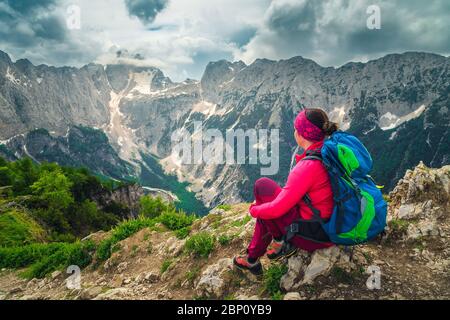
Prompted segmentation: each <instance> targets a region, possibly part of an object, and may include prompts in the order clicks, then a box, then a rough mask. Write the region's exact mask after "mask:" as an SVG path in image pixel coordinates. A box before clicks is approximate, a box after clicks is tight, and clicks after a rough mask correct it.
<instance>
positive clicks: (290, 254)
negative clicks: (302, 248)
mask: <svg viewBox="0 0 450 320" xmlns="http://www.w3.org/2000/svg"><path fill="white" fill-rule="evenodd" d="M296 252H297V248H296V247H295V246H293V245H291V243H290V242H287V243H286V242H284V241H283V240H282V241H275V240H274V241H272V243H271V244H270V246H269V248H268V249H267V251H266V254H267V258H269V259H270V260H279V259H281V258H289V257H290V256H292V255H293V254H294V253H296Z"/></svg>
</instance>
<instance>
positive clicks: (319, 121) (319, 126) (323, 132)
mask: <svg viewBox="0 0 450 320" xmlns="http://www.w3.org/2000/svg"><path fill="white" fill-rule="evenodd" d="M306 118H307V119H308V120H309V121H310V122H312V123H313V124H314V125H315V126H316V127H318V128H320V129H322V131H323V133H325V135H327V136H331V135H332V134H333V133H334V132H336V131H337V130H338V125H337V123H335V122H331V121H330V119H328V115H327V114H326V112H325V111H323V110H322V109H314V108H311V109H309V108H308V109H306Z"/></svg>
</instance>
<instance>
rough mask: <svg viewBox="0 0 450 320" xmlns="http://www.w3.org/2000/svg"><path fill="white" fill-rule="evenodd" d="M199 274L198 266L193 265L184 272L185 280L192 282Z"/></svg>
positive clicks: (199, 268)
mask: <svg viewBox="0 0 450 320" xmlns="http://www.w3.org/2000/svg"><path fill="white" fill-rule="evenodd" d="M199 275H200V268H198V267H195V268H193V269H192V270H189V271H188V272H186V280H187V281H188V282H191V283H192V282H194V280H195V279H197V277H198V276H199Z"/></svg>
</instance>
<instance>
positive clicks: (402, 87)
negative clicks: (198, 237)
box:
_____
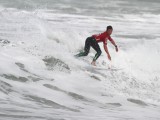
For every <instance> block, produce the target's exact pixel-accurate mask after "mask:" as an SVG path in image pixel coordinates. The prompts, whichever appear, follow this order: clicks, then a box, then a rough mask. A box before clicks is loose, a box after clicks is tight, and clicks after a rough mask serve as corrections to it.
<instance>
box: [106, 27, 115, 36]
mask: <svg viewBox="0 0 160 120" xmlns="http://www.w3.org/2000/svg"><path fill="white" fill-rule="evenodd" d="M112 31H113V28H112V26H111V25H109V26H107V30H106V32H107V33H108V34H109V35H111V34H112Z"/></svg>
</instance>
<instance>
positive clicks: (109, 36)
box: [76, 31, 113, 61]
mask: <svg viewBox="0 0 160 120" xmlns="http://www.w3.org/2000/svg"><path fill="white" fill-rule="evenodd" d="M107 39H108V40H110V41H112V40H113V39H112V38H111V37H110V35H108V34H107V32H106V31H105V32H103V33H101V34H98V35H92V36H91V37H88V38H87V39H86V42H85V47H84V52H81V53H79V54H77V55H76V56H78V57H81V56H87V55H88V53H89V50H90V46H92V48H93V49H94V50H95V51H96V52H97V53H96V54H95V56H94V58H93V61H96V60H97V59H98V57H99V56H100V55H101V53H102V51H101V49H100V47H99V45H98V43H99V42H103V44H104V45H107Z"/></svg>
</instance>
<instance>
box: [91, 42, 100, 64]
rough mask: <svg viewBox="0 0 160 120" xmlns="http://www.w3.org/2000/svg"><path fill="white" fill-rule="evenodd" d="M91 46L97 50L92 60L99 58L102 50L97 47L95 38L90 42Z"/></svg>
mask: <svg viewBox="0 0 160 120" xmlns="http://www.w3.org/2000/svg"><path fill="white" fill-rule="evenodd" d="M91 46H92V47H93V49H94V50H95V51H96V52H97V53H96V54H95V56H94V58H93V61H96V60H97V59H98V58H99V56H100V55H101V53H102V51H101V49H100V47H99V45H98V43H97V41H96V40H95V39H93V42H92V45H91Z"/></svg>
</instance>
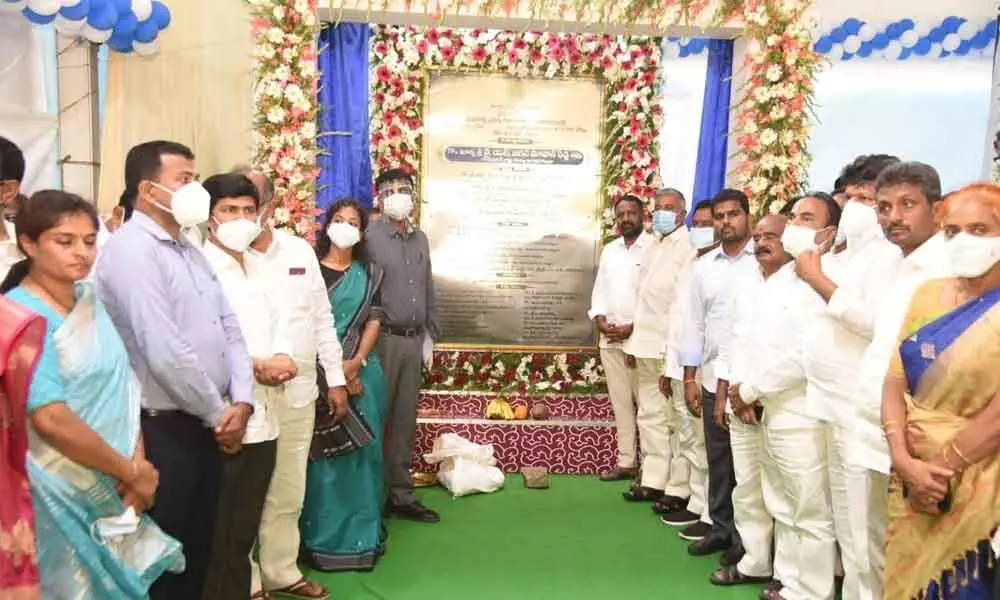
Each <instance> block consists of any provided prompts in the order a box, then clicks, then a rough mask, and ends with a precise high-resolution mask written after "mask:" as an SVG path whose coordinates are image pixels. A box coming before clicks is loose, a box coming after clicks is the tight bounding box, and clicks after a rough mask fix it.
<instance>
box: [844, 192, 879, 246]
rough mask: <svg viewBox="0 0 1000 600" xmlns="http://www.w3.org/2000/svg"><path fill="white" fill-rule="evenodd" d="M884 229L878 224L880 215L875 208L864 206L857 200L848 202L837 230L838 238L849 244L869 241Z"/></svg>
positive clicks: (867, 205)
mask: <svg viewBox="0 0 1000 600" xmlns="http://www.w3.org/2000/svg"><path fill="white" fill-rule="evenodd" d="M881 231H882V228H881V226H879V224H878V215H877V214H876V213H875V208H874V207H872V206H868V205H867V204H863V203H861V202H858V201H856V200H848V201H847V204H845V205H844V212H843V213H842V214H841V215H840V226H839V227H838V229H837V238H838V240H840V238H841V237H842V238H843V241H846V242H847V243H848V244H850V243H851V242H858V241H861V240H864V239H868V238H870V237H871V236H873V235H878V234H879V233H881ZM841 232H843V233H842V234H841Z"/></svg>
_____
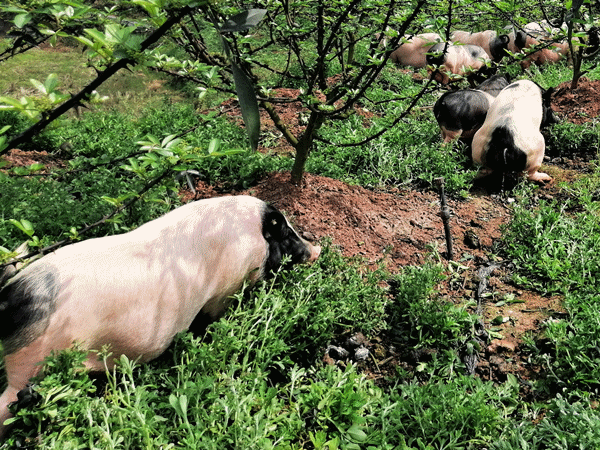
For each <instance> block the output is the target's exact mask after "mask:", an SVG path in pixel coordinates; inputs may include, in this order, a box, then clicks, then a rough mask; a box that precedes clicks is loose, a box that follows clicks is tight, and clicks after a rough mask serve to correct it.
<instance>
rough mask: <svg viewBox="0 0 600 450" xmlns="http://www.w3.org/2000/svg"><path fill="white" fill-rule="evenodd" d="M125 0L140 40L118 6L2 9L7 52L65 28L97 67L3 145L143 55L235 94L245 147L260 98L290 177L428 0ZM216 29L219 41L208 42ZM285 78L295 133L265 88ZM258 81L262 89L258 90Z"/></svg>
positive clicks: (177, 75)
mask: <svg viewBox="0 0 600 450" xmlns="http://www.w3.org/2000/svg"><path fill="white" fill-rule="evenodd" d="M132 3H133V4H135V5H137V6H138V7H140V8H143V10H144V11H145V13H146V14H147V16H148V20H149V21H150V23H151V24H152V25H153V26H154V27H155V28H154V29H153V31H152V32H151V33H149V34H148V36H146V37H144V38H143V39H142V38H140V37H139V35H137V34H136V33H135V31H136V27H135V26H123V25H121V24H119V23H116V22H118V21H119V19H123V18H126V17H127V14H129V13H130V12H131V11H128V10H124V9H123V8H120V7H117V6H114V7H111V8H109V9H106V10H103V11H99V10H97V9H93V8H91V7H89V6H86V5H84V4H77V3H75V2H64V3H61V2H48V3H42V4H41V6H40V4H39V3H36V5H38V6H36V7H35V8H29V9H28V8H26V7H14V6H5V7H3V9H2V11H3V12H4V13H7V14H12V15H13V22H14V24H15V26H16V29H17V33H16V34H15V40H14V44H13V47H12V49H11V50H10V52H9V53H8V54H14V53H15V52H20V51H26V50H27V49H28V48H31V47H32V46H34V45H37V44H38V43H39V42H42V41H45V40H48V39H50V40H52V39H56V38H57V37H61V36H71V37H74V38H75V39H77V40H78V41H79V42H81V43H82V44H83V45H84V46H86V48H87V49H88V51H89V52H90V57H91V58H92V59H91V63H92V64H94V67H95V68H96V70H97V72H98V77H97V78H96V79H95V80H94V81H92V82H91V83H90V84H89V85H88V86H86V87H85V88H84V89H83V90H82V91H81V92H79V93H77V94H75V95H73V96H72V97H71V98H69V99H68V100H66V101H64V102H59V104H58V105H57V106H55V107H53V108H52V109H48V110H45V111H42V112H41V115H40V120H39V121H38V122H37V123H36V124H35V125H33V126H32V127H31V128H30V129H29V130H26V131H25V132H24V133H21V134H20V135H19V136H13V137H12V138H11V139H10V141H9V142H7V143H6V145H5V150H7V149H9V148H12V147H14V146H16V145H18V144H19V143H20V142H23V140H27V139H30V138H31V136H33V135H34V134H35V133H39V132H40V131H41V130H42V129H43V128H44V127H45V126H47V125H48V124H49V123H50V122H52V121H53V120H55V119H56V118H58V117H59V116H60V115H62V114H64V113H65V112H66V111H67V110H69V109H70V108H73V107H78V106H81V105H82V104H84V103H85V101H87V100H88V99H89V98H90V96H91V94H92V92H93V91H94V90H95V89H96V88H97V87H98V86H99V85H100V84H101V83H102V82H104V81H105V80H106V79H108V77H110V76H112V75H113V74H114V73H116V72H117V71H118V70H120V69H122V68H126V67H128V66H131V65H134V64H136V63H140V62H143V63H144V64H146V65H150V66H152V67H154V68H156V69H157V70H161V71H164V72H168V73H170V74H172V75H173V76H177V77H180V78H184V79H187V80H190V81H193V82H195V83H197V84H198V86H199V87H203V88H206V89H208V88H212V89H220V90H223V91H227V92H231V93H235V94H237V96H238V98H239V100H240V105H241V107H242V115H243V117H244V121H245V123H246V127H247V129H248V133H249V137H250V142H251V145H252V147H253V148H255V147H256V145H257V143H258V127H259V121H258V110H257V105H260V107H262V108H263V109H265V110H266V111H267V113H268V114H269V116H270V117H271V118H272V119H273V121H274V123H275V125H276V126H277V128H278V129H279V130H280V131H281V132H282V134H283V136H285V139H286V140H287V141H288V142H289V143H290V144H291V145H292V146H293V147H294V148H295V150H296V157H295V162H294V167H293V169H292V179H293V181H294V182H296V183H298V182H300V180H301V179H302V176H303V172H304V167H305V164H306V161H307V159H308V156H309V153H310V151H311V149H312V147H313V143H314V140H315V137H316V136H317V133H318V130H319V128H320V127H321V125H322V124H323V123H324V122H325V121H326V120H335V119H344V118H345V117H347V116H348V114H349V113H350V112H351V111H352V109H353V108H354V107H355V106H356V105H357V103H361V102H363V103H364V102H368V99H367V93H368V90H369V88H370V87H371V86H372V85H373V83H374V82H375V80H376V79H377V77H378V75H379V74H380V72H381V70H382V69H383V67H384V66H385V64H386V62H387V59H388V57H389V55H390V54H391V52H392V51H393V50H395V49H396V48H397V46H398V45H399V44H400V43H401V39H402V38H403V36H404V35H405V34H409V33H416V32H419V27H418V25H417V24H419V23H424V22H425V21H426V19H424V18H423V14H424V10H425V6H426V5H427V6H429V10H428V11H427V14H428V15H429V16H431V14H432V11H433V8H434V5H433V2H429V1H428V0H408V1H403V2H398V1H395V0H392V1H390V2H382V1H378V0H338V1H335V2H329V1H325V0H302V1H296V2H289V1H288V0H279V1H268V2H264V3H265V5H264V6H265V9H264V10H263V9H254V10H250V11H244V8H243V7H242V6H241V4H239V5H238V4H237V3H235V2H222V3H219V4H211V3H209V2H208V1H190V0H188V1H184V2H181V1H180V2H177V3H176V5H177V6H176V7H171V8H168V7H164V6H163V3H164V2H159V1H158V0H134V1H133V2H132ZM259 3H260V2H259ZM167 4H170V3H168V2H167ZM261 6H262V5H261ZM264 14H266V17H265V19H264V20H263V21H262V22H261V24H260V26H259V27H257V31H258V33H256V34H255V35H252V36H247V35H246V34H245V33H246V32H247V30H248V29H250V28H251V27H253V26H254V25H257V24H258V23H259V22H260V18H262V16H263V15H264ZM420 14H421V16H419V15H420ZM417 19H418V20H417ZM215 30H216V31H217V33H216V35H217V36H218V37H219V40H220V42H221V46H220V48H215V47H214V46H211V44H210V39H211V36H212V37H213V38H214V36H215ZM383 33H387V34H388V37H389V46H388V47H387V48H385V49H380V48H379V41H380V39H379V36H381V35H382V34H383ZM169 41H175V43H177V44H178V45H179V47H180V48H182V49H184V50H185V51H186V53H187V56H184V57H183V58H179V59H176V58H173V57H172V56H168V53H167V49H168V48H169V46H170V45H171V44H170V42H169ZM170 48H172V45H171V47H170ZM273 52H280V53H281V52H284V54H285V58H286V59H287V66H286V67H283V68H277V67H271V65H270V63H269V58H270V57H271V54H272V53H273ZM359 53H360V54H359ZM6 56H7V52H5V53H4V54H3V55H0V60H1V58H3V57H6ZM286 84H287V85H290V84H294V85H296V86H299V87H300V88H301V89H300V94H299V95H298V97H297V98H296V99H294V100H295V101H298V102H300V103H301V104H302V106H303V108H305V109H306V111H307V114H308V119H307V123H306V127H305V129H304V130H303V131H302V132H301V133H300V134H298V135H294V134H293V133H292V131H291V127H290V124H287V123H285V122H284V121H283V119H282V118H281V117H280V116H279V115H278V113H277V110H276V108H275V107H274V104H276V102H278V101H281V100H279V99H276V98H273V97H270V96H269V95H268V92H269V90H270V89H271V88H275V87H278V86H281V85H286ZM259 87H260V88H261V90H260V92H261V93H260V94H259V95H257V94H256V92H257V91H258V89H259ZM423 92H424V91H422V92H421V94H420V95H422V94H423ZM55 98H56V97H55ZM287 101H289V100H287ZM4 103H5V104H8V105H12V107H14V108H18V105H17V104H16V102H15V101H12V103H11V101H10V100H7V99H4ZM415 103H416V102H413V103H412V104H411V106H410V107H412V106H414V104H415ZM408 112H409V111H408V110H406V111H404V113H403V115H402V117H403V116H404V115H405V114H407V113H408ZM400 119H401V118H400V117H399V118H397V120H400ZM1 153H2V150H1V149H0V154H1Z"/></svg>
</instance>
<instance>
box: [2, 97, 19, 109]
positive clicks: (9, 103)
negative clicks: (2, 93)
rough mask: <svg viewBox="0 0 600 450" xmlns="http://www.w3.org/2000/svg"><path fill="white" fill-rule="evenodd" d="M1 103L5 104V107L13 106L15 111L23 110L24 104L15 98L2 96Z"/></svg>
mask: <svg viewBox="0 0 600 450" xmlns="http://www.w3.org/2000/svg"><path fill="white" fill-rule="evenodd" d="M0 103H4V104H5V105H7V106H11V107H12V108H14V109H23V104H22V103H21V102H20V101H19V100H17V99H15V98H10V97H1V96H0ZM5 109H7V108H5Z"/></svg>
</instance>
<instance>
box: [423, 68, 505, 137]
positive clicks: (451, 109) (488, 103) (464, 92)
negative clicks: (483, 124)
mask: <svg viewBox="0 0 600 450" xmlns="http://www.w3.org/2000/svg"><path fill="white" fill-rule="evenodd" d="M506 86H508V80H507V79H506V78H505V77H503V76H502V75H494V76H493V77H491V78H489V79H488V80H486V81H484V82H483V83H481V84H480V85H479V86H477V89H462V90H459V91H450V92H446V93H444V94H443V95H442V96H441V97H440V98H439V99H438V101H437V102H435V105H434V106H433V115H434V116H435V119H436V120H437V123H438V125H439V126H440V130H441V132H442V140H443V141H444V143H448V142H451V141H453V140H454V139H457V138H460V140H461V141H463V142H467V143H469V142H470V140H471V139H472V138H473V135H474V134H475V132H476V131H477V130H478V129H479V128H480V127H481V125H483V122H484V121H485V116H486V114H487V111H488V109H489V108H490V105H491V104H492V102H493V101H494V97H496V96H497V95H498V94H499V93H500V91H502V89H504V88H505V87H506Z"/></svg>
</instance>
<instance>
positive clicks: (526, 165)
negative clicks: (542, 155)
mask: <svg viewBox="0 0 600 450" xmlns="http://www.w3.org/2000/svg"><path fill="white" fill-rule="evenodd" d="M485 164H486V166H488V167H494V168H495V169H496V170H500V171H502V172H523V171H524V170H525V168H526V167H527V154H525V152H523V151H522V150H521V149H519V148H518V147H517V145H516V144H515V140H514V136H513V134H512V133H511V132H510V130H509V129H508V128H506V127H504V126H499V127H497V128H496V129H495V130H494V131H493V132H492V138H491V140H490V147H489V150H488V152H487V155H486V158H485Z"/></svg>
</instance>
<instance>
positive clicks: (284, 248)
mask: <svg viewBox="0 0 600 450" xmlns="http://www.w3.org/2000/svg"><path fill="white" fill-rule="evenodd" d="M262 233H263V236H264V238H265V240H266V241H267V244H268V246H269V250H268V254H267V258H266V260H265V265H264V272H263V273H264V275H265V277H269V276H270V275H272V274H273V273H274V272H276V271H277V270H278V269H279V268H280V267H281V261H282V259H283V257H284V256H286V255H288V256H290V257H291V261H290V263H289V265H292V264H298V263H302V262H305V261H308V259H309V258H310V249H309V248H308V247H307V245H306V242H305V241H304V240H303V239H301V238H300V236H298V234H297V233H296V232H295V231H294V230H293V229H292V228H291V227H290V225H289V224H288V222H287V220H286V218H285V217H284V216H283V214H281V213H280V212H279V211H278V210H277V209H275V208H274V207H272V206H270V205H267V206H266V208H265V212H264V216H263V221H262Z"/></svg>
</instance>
_____
**Exercise directions**
Copy each line of the material where "serve" is found.

**Reply**
For every <instance> block, produce the target's exact pixel-accurate mask after "mask:" as an SVG path in image pixel coordinates. The prompts, whichever appear, follow this order: clicks, then a box, then a rough mask. A box before clicks is loose, a box after clicks is tight, and clicks after a rough mask serve as corrections to it.
For each <instance> block the output is the target's exact mask after "mask:", an SVG path in pixel coordinates; inputs may include, in this order, a box, then clicks, then a rough mask; a box that precedes clicks is loose, a box that follows clicks is tight, and clicks after a rough mask serve to correct it.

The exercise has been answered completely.